### Recorded data

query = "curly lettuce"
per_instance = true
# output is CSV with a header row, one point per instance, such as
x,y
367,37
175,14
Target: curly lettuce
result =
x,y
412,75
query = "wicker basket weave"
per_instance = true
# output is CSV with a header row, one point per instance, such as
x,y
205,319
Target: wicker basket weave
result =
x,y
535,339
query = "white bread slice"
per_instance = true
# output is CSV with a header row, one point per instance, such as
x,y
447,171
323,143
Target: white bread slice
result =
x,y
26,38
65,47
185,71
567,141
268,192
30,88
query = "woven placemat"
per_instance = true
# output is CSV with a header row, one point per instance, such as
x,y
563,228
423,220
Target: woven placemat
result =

==

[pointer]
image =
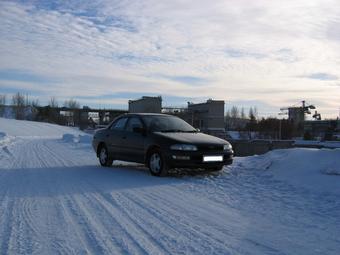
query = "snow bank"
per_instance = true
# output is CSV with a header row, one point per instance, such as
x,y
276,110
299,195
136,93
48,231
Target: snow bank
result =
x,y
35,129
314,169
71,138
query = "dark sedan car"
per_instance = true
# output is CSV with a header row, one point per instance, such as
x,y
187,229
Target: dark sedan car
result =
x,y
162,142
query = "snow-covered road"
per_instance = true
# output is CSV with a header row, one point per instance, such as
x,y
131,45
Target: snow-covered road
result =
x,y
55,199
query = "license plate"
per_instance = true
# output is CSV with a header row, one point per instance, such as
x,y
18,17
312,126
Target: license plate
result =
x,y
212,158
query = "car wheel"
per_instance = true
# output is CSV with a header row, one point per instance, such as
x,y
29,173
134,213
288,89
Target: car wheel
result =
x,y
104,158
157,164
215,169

### What the task requires
What lines in the data include the string "lettuce"? Copy each one.

### Expected answer
query = "curly lettuce"
Target: curly lettuce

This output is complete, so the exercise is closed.